▶ [Tasks to complete]:
• A. In the passage about Hegseth's phone use, which two news outlets discovered that his phone number was on the internet?
• B. Reproduce everything from "As we’ve found" down to "they could have." in the passage about Hegseth's phone use.
BEGIN Selected passage
The matter here is Spycraft 101. Hegseth has failed it miserably. If you want the short version in song, here ya go, three minutes worth:
I don’t know if Hegseth made personal phone calls or texts home when in his younger days he was under fire in Iraq or Afghanistan. That certainly wouldn’t have been smart. But the foreign adversaries he faced weren’t capable of or interested in intercepting a mere captain’s chats amid exploding IEDs and small arms fire.
Today is different. As President Barack Obama’s foreign policy adviser Susan Rice said in a recent MSNBC interview, getting the ability to tap into a U.S. Secretary of Defense’s phone is the 4th or 5th most valuable prize in spydom.
As we’ve found out in the past few days, besides having sent classified operational information of a coming air strike via Signal (a message which mistakenly reached The Atlantic’s editor), Hegseth also sent the same information intentionally to kin and pals via his unsecured private cell phone. A phone whose (verified) number is all over the internet, as Der Spiegel and The New York Times discovered. To be clear, Signal encrypts messages during transmission. But knowing a phone number means over-the-wire malware can be installed that allows an adversary (or ally) to read messages at their origin or destination where they are not encrypted. This doesn’t mean they did so with Hegseth’s messages, but they could have.
END Selected passage
BEGIN Rows
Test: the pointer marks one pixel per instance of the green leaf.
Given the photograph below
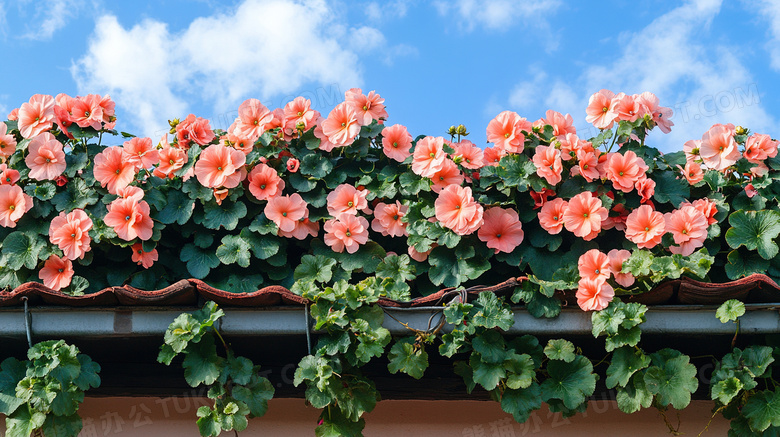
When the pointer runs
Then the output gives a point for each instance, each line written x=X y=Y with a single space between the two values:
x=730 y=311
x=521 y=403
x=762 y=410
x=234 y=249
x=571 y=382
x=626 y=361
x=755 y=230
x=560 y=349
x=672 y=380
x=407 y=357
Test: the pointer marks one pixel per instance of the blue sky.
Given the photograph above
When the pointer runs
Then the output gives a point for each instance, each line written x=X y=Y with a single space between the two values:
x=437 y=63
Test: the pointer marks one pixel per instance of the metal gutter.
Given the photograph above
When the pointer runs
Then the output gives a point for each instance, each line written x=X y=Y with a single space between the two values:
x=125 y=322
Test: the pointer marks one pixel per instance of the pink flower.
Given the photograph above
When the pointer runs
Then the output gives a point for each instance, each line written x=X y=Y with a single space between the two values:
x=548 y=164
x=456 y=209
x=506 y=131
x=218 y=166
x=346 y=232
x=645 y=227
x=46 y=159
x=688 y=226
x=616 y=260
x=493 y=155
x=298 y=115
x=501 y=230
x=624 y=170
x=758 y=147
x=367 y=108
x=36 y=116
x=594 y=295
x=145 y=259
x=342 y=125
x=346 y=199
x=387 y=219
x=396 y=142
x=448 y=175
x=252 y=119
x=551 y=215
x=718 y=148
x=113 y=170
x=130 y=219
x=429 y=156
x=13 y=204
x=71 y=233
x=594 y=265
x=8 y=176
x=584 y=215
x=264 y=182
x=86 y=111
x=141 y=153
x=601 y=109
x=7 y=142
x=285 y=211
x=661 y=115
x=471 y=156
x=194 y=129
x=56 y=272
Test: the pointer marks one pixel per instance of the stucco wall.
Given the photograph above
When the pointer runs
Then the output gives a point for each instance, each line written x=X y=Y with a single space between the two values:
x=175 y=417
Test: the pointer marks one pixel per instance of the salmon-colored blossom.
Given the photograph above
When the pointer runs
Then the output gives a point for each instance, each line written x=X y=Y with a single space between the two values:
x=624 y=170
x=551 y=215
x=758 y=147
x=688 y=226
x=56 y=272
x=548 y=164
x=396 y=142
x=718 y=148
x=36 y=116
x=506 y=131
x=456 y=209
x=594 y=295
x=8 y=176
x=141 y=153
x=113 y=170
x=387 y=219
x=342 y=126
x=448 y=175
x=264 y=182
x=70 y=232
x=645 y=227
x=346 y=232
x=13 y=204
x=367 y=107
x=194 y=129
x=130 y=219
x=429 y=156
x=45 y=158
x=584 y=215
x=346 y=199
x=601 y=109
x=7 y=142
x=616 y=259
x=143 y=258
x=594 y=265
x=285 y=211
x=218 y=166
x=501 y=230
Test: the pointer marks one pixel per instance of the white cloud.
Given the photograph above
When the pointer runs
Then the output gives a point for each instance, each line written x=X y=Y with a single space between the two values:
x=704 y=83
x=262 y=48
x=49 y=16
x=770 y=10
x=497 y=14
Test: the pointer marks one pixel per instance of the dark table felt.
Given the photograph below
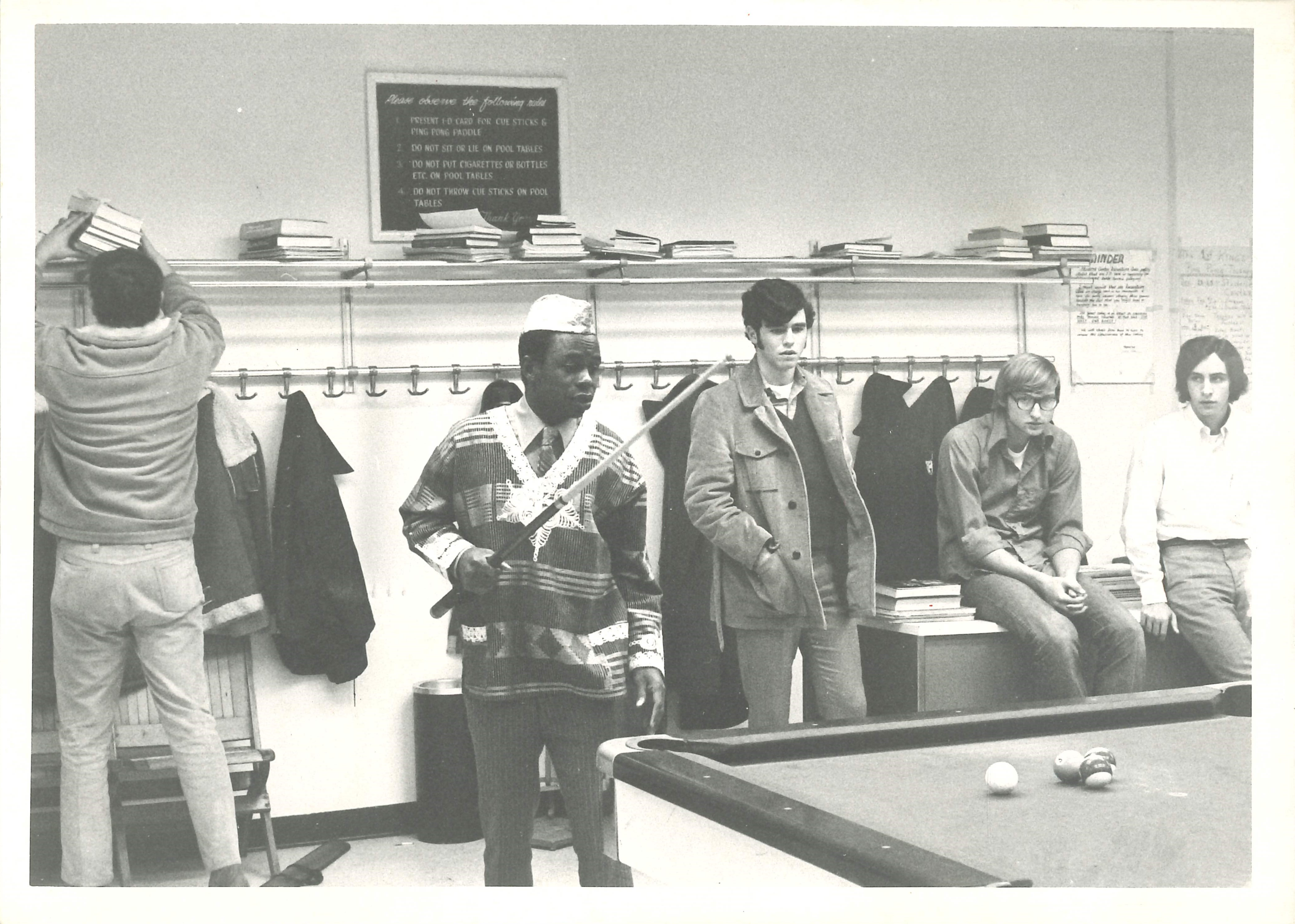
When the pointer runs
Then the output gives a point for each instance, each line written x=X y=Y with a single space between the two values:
END Rows
▶ [Final results]:
• A. Der Spiegel and The New York Times.

• B.
As we’ve found out in the past few days, besides having sent classified operational information of a coming air strike via Signal (a message which mistakenly reached The Atlantic’s editor), Hegseth also sent the same information intentionally to kin and pals via his unsecured private cell phone. A phone whose (verified) number is all over the internet, as Der Spiegel and The New York Times discovered. To be clear, Signal encrypts messages during transmission. But knowing a phone number means over-the-wire malware can be installed that allows an adversary (or ally) to read messages at their origin or destination where they are not encrypted. This doesn’t mean they did so with Hegseth’s messages, but they could have.